-- Start of ROWS --

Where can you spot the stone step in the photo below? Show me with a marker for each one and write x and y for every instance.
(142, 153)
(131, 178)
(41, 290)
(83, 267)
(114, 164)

-- End of ROWS --
-- Start of ROWS --

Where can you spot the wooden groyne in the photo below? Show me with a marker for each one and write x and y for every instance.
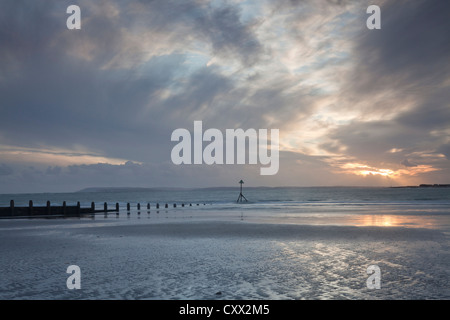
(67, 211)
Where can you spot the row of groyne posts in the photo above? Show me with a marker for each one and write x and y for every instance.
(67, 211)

-- End of ROWS --

Count the lines above that contain the string "groyne" with the same capitalization, and reply with that number alone.

PROBLEM SOLUTION
2